*提供テキスト*.
--------------------------------

そう思っていいですよね?…映画『アフター・ザ・ハント』の感想&考察です。前半パートはネタバレなし、後半パートからネタバレありの構成です。
製作国:イタリア・アメリカ(2025年)
日本では劇場未公開:2025年にAmazonで配信
監督:ルカ・グァダニーノ
性暴力描写 LGBTQ差別描写 恋愛描写
あふたーざはんと

『アフター・ザ・ハント』物語 簡単紹介
『アフター・ザ・ハント』感想(ネタバレなし)
ルカ・グァダニーノも配信スルー
突然ですが“ルカ・グァダニーノ”監督の2025年の最新作、日本では劇場未公開で配信スルーとなりました。“ルカ・グァダニーノ”監督のネームバリューでもか…という感じですが、最近は「Amazon MGM Studios」配給の作品は日本だと高確率で「Amazonプライムビデオ」行きになるのが恒例になっちゃっているのでね…。ブラックフライデーで儲けてるんだから、映画館で公開したっていいじゃないか、Amazonさんよ…。
“ルカ・グァダニーノ”監督もここ最近は多作ですね。2024年は『チャレンジャーズ』と『クィア QUEER』を送り出していました(日本では『クィア QUEER』は2025年公開だったので、今年は2作ということに)。


そんな“ルカ・グァダニーノ”監督の2025年の最新作が本作『アフター・ザ・ハント』です。
今回の“ルカ・グァダニーノ”監督作は脚本を手がけるのが“ノラ・ギャレット”という、これまで俳優として活動してきた人で(今作で脚本の仕事は初っぽいですが)、なのでいつもの監督作とはトーンが少し違います。でも“ルカ・グァダニーノ”監督らしい勢いで押していく編集センスと尖った演出が時折炸裂します。
物語は大学で教授として働くひとりの中年女性が主人公で、博士課程の若い女性が主人公の同僚男性に性的暴行を受けたと相談しに来たことが始まりとなります。と言っても社会正義を単純に描く作品ではありません。
キャンパスを舞台にしたサスペンス・スリラーであり、緊迫感が持続する人間関係を土台に、挑発的な会話劇が繰り広げられる作品です。不愉快に感情を逆なでするのも全て織り込み済みの仕掛け。
わりとコンテクストを理解することが要求されるので、なかなかしっくりこないこともあるだろう曲者な作品ですが、各登場人物の背景が整理できていると比較的落ち着いて観られるのではないかなと思います。
異性愛がメインストーリーの前提の作品ですが、ちゃっかりクィアなエッセンスが裏側に練り込まれているのはさすが“ルカ・グァダニーノ”監督作といったところ。主題にせずとも自然に盛り込んでいるのはこの監督の得意技ですかね。
『アフター・ザ・ハント』で主演するのは、『チケット・トゥ・パラダイス』や『終わらない週末』の“ジュリア・ロバーツ”。

--------------------------------

*データ抜粋*.

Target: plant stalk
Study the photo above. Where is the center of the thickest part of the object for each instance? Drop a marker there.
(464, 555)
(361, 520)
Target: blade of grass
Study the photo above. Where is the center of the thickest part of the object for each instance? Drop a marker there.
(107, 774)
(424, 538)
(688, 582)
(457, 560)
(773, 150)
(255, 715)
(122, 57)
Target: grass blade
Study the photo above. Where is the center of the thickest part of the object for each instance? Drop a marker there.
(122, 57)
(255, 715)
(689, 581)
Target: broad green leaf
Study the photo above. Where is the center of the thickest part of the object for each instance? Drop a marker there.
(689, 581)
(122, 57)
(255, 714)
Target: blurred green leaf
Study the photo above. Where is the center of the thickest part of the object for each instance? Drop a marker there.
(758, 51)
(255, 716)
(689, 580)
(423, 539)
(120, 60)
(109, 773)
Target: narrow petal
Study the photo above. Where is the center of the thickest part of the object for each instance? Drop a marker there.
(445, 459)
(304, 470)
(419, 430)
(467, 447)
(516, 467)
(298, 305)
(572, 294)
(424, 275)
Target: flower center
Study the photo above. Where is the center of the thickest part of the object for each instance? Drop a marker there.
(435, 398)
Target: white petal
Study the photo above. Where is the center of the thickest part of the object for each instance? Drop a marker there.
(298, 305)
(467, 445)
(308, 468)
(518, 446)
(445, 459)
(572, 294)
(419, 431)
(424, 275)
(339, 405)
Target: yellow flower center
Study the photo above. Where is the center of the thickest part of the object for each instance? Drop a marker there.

--------------------------------

*目的 1*. 『アフター・ザ・ハント』の感想によると、本作の脚本を手がけたのは誰か。
*目的 2*. 『アフター・ザ・ハント』の感想で「今回の“ルカ・グァダニーノ”監督作は」と始まる段落を、主な事実を残して短く書き直すこと。
*目的 3*. 『アフター・ザ・ハント』の感想の続きを、最後の文のあとから書き進めること。

*最終回答 1*. これまで俳優として活動してきたノラ・ギャレットである。

*最終回答 2*. 脚本は俳優として活動してきたノラ・ギャレットが担当しており、今作が初の脚本仕事らしい。そのためいつもの監督作とはトーンが少し違うが、ルカ・グァダニーノ監督らしい勢いのある編集と尖った演出が時折炸裂する。

*最終回答 3*.
共演は、『ボトムス 最底で最強?な私たち』の“アヨ・エデビリ”、『We Live in Time この時を生きて』の“アンドリュー・ガーフィールド”、『君の名前で僕を呼んで』の“マイケル・スタールバーグ”、『ボーンズ アンド オール』の“クロエ・セヴィニー”など。
気になる人は『アフター・ザ・ハント』を忘れずにウォッチリストに加えておいてください。
『アフター・ザ・ハント』を観る前のQ&A
鑑賞の案内チェック
| 基本 | 性的加害事件を主題にしているので注意。また、LGBTQ差別的なセリフがいくつかあります。 |
| キッズ | 題材ゆえに低年齢の子どもには不向きです。 |
『アフター・ザ・ハント』感想/考察(ネタバレあり)
あらすじ(序盤)
アルマ・イムホフはイェール大学の哲学教授をしています。職場は穏やかで、多くの学生を前に講義をするのも手慣れています。実はアルマは健康上の理由で長期休暇を終えたばかりて職場復帰して間もないものの、その空白は感じさせません。
家では家政婦のファヴィオラに家事を任せつつ、こちらも喧騒のない生活を送っていました。
ある日の夜、長年の付き合いであるセラピストの夫フレデリックとともに自宅で落ち着いたディナーパーティーを開催します。そこには同僚のハンク・ギブソン助教授と博士課程のマギー・レズニックも参加していました。
アルマとハンクは終身在職権を欲していましたが、2人ともそれが得られるのか、どちらか落とされるのか、それはわかりません。お互いに何気なく会話するも牽制し合っています。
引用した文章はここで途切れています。